- _Written request_:
Please update the lines that begin at the line containing "the truck cab?" and stop after the line containing "[[[73,240],[68,207],[64,196],[53,211],[35,229],[26,241]]]" by changing every "instance" to "occurrence" and leaving all else unchanged. Return only those lines.

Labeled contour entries
▬▬▬

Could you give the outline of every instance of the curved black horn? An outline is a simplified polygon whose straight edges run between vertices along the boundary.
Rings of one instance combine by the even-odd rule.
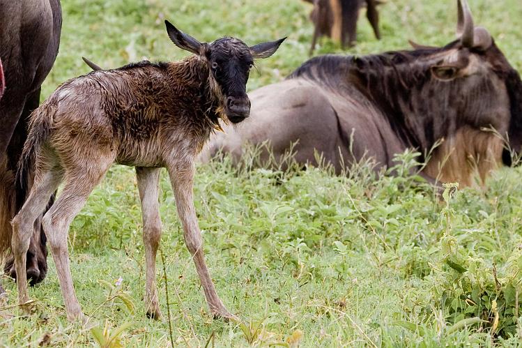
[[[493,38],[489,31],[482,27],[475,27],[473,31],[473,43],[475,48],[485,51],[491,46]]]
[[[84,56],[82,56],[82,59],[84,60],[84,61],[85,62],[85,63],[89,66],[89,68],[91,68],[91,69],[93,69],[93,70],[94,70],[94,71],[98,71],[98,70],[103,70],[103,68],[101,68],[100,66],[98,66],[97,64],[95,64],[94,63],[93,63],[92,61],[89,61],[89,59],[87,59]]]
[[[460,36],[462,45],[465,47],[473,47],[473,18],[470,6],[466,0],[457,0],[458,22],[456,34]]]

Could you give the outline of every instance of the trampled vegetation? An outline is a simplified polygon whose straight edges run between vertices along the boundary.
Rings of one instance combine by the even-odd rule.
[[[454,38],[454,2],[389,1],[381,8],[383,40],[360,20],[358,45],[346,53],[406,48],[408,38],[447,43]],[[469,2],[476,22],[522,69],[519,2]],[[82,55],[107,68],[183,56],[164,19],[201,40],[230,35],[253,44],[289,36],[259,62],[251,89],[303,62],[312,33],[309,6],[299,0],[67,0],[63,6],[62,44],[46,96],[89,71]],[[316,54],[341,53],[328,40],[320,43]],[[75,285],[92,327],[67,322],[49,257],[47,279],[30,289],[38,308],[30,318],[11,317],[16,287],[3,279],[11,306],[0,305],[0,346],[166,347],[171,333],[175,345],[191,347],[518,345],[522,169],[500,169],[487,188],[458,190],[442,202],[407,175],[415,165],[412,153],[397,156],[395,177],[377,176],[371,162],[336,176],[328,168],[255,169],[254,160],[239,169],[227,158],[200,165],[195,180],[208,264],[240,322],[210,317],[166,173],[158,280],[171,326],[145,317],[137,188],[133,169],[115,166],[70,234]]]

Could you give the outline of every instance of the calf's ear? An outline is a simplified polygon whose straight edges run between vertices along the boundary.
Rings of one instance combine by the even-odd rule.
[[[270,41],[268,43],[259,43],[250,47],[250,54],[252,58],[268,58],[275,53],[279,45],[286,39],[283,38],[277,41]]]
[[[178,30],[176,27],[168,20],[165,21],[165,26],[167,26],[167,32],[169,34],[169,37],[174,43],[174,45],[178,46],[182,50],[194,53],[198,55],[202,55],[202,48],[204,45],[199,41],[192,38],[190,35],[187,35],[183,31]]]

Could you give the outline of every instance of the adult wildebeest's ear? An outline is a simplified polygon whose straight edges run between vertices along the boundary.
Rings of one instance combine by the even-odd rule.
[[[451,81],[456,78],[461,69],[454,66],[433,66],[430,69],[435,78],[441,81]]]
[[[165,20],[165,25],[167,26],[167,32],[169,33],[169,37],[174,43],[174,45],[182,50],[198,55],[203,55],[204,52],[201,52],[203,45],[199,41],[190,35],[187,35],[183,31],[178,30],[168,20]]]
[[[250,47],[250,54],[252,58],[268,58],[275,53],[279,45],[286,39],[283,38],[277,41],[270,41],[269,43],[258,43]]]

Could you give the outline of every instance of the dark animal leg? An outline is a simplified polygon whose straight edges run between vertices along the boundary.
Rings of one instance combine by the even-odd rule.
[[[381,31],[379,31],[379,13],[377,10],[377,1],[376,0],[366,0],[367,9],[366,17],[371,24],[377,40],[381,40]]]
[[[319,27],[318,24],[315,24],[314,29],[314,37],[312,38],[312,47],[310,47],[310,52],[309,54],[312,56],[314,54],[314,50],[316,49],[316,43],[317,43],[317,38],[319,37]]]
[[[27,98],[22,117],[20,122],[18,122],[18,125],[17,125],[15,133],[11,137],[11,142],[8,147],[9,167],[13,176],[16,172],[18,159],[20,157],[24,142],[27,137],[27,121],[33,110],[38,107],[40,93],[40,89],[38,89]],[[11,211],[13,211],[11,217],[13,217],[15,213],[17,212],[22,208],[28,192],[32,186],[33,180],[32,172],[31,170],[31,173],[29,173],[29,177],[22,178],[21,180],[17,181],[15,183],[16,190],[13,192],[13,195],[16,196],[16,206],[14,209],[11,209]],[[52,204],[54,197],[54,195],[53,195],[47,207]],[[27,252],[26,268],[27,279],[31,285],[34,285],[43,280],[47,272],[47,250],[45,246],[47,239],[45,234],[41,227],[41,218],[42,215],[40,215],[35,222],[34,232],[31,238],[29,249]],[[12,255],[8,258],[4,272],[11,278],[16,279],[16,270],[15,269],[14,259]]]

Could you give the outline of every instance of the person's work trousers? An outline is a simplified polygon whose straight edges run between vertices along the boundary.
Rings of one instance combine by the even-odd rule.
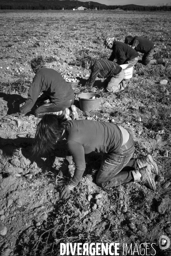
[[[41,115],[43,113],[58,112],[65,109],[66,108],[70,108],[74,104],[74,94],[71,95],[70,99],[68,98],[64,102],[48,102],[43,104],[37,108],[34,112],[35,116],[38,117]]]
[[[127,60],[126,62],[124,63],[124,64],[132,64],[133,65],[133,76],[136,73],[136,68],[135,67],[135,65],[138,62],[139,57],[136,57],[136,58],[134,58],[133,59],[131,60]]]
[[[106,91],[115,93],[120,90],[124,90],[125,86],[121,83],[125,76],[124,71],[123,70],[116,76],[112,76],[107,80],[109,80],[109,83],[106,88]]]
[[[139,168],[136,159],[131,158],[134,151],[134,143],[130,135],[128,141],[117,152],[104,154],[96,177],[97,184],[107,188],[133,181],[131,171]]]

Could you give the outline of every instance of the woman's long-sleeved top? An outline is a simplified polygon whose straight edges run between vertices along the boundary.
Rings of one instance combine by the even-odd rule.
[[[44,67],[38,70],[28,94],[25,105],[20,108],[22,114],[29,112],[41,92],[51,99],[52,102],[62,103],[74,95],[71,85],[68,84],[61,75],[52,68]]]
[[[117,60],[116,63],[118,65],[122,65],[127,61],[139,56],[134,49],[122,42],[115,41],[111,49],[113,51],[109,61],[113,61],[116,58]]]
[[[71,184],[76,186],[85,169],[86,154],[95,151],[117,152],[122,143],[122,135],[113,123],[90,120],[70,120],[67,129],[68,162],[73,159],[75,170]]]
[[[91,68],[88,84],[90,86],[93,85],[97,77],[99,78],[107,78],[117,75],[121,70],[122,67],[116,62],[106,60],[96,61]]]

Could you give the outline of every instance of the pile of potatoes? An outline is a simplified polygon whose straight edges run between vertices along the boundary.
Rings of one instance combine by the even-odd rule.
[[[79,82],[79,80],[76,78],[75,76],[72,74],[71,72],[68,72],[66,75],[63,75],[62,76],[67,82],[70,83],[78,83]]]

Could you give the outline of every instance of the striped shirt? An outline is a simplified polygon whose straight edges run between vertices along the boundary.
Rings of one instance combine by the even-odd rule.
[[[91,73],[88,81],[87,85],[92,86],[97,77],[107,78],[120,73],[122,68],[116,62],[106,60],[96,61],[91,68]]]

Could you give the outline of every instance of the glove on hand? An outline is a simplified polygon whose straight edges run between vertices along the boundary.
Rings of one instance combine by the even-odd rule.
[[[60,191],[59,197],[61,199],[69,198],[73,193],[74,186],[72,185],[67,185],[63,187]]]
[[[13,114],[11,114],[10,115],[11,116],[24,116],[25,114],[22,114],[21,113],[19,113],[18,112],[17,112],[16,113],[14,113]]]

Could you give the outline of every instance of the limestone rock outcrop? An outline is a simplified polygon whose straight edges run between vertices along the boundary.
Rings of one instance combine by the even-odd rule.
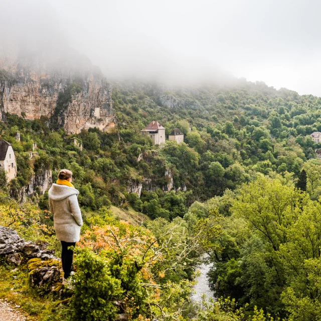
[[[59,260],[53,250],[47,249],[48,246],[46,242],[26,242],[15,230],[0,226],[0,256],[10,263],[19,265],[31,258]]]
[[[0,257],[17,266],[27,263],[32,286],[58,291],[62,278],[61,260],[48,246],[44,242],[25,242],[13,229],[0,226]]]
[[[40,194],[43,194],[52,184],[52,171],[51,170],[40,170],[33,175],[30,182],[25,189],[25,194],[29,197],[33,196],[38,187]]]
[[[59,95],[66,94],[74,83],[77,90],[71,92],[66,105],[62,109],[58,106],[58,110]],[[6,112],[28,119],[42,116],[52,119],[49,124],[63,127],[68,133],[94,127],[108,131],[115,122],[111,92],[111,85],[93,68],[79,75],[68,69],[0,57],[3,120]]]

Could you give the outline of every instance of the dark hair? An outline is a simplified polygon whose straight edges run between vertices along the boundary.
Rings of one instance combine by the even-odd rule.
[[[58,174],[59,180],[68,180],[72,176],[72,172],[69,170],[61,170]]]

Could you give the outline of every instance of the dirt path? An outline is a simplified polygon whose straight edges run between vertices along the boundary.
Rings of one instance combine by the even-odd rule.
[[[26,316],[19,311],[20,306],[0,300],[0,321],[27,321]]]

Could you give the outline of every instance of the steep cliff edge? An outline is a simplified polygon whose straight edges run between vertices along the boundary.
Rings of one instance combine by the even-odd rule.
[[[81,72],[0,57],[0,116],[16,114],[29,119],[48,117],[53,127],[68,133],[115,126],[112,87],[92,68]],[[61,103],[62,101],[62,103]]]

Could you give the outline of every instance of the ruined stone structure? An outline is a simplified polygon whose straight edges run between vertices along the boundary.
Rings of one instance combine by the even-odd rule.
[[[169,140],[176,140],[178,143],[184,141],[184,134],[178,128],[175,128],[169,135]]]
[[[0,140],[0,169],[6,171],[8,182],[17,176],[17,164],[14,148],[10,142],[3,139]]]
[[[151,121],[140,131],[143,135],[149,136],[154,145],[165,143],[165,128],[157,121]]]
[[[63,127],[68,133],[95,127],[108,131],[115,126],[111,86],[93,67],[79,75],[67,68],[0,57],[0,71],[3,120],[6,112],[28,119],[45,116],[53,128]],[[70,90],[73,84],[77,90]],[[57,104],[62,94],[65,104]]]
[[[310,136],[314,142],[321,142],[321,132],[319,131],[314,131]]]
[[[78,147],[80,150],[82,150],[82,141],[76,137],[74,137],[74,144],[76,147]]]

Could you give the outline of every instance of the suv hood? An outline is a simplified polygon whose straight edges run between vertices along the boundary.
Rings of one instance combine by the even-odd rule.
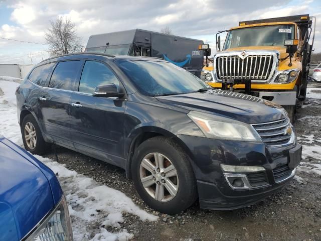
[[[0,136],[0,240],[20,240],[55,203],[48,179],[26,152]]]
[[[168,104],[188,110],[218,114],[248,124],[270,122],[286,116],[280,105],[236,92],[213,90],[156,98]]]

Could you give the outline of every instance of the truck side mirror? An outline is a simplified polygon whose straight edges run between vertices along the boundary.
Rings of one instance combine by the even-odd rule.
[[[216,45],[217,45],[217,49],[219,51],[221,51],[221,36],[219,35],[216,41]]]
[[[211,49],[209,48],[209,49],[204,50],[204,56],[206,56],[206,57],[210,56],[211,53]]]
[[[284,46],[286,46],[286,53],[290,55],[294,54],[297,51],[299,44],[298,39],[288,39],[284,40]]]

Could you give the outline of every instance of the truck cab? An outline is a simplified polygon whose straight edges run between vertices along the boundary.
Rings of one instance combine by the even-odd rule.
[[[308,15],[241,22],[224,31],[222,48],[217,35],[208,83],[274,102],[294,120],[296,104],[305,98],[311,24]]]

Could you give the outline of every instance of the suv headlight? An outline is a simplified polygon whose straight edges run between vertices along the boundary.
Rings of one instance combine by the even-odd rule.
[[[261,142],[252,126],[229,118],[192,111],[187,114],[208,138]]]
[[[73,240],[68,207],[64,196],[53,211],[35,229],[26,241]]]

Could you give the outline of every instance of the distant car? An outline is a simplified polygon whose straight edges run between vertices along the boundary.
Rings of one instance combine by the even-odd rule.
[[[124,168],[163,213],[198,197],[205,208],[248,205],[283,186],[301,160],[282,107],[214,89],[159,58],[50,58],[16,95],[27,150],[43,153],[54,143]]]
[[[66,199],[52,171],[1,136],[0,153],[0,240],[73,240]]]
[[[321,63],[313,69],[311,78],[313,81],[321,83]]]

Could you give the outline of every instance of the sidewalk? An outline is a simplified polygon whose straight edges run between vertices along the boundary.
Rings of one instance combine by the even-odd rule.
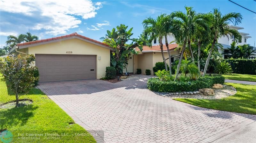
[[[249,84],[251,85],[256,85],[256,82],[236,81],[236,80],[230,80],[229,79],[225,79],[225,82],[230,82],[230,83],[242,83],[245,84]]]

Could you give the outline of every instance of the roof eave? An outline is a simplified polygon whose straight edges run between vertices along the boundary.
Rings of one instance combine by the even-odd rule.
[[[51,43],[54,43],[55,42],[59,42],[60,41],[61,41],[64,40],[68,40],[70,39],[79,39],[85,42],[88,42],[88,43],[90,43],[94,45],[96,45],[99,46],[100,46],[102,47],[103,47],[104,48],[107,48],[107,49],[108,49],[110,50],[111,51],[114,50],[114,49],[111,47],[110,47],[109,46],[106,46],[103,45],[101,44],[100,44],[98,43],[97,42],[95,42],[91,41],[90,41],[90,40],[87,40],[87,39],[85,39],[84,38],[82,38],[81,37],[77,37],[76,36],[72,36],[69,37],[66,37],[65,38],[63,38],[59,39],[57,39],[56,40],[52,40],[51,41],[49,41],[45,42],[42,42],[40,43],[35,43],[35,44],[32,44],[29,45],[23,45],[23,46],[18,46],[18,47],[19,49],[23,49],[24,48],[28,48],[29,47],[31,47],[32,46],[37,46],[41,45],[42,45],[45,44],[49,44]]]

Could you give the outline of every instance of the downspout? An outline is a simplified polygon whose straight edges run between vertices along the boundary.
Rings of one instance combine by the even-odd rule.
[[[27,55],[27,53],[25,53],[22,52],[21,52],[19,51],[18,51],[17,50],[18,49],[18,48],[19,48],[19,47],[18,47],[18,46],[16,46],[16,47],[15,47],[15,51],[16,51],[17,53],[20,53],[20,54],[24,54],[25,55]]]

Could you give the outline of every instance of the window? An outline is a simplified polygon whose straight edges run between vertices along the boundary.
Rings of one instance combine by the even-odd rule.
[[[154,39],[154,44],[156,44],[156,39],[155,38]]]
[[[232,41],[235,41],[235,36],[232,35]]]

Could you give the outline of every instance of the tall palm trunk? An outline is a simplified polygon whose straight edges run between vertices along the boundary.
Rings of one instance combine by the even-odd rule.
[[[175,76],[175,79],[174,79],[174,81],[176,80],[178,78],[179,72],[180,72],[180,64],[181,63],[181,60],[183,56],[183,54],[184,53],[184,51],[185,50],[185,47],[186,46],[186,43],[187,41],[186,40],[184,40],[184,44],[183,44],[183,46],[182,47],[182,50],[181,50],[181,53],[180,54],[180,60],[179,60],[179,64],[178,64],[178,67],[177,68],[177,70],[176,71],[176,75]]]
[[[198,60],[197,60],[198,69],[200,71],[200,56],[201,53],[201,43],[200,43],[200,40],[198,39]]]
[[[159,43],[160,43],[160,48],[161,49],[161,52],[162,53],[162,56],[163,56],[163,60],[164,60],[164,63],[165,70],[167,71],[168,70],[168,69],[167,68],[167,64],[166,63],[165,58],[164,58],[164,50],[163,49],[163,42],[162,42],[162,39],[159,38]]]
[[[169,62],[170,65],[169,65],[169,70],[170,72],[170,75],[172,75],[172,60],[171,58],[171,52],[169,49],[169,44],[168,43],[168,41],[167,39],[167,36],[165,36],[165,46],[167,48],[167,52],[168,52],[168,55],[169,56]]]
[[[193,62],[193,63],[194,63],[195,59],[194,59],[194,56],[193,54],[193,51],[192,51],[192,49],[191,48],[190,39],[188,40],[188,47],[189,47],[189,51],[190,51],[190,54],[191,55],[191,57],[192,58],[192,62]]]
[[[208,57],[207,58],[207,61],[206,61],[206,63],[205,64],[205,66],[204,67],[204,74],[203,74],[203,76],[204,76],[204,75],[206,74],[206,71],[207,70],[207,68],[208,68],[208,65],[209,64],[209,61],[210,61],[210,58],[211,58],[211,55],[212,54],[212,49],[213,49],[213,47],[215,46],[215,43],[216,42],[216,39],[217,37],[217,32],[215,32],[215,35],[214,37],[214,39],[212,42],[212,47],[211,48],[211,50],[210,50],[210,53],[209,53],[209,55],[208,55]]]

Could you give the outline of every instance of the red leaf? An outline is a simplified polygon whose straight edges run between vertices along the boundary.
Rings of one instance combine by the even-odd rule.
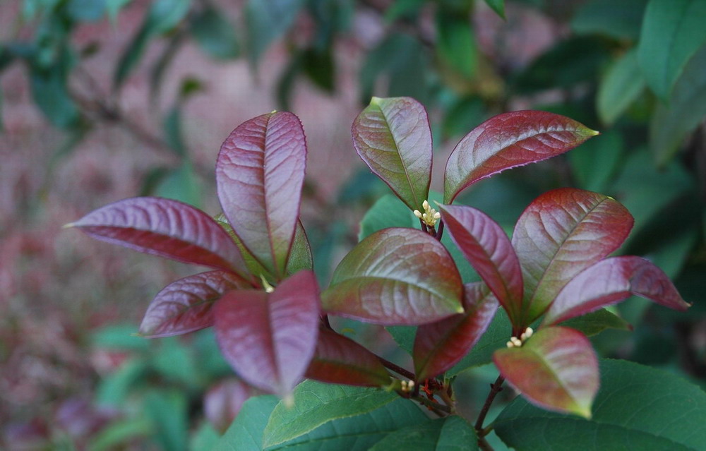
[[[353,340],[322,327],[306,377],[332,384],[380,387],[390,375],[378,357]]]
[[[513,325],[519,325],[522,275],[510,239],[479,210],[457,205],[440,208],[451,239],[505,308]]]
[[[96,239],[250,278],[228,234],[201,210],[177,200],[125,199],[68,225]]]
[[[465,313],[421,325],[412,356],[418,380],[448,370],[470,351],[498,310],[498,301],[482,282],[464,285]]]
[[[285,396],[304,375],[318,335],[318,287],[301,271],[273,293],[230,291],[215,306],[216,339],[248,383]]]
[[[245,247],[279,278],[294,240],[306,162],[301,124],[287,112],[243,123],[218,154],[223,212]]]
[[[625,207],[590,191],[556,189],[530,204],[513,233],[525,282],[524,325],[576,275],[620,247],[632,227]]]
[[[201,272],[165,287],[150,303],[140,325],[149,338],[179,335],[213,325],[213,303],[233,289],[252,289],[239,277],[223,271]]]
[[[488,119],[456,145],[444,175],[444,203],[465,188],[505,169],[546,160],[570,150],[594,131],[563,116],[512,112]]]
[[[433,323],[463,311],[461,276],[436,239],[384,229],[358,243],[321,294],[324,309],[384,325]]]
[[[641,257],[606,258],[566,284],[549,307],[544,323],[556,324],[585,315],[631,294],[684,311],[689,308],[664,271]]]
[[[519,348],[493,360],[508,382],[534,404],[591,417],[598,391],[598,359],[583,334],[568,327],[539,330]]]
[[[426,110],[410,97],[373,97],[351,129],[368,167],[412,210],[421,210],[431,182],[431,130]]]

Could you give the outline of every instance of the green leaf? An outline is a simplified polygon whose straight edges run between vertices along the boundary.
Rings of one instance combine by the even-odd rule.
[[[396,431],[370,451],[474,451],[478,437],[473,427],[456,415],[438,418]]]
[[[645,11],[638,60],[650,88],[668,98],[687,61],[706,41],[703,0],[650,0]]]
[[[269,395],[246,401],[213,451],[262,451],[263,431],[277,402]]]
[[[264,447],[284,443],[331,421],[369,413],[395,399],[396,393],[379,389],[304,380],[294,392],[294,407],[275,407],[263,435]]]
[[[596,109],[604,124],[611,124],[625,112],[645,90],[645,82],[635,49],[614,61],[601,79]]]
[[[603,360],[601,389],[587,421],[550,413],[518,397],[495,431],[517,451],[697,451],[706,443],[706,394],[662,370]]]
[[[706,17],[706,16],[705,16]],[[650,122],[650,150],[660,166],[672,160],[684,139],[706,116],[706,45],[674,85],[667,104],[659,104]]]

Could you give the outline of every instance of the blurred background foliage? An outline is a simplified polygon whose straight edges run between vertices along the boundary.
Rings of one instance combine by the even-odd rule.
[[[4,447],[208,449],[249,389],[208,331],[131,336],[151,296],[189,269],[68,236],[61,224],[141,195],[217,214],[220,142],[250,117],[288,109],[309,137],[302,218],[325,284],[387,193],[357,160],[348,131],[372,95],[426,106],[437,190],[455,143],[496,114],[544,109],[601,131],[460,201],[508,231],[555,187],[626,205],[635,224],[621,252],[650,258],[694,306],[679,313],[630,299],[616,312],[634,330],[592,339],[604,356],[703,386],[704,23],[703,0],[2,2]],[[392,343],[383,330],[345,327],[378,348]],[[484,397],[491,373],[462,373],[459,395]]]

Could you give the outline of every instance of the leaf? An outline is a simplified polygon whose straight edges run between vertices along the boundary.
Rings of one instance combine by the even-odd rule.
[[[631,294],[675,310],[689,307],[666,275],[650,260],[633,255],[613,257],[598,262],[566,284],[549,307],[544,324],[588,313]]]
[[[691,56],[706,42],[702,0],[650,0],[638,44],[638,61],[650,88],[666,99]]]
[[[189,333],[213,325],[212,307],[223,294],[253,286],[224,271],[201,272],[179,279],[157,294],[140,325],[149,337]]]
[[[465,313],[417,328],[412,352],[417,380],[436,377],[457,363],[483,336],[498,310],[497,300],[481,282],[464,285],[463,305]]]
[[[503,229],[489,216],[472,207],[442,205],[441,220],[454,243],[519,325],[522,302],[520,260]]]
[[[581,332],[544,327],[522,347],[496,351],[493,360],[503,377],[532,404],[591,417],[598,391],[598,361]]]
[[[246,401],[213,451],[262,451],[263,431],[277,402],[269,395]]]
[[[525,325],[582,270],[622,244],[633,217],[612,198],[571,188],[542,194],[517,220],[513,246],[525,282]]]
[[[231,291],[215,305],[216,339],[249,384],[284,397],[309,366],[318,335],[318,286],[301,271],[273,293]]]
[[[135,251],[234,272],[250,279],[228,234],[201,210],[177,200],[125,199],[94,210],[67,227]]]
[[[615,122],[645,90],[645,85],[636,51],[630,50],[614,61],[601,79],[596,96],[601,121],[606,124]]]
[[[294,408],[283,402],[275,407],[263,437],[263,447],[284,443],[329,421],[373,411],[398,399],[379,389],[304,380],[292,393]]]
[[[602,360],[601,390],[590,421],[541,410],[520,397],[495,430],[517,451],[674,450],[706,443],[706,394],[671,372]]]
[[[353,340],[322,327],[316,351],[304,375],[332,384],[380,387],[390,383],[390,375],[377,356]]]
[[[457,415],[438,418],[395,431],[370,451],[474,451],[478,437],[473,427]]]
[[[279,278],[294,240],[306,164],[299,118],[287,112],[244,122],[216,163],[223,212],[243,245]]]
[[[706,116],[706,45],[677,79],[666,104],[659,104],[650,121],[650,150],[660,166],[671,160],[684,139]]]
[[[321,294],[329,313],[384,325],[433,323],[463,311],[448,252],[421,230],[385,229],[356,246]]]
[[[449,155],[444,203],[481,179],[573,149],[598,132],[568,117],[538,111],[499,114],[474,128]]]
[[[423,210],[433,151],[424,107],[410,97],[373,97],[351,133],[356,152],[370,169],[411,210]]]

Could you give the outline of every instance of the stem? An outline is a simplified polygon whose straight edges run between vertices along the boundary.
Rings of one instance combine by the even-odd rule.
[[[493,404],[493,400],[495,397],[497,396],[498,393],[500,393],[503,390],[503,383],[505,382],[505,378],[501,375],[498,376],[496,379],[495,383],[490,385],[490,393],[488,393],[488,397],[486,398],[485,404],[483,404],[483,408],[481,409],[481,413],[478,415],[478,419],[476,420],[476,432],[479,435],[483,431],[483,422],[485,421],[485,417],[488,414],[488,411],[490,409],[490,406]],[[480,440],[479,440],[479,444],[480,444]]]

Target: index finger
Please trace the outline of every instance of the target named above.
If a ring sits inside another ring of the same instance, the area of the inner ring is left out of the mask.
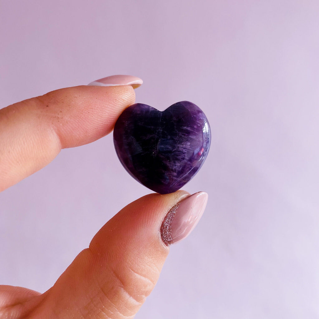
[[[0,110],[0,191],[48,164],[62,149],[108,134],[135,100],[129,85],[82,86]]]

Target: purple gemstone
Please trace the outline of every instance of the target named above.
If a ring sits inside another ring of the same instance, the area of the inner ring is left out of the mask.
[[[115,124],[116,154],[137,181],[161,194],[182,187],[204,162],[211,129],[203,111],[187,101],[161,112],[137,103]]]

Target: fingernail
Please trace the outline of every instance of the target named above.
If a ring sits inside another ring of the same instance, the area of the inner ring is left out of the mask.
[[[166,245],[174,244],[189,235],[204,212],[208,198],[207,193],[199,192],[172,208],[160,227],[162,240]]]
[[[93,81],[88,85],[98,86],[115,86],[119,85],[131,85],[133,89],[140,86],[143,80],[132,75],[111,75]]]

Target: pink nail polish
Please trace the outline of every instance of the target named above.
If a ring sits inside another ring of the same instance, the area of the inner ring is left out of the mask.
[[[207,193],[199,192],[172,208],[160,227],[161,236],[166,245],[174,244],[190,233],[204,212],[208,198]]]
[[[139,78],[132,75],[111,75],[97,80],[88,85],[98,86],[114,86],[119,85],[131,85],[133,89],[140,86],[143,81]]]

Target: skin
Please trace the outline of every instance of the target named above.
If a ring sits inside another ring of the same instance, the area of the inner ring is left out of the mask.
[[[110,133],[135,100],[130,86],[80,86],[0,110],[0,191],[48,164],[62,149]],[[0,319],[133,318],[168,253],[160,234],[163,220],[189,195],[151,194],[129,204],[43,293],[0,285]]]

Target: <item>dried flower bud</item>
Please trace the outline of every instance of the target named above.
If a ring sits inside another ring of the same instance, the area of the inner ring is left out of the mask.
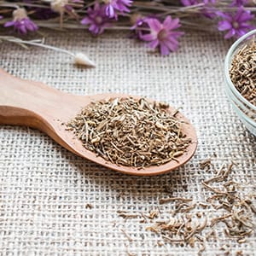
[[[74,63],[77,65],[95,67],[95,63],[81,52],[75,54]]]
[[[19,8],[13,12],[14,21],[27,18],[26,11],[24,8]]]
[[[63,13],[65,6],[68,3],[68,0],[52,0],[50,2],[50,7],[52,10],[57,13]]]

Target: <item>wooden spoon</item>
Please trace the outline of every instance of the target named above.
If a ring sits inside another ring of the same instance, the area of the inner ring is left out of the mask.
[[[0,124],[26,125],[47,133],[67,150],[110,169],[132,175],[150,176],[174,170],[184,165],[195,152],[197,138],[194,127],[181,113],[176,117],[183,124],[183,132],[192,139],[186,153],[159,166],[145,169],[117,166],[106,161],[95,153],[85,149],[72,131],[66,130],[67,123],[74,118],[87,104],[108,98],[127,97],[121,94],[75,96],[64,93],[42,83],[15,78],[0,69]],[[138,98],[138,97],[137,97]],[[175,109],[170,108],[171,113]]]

▬▬▬

- _Exercise response_:
Could you give the outline of every occurrence of the truck cab? An outline is a simplified polygon whose straight edges run between vertices along the boundary.
Rings of one occurrence combine by the even-odd rule.
[[[308,15],[241,22],[224,31],[222,48],[217,35],[208,83],[274,102],[294,120],[296,104],[305,98],[311,24]]]

Could you give the outline of every occurrence of the suv headlight? An outline is a simplified polygon whose straight edges run between vertices along the boundary.
Rings of one occurrence combine by the even-odd rule.
[[[261,142],[252,126],[229,118],[192,111],[187,114],[208,138]]]
[[[73,240],[68,207],[64,196],[53,211],[35,229],[26,241]]]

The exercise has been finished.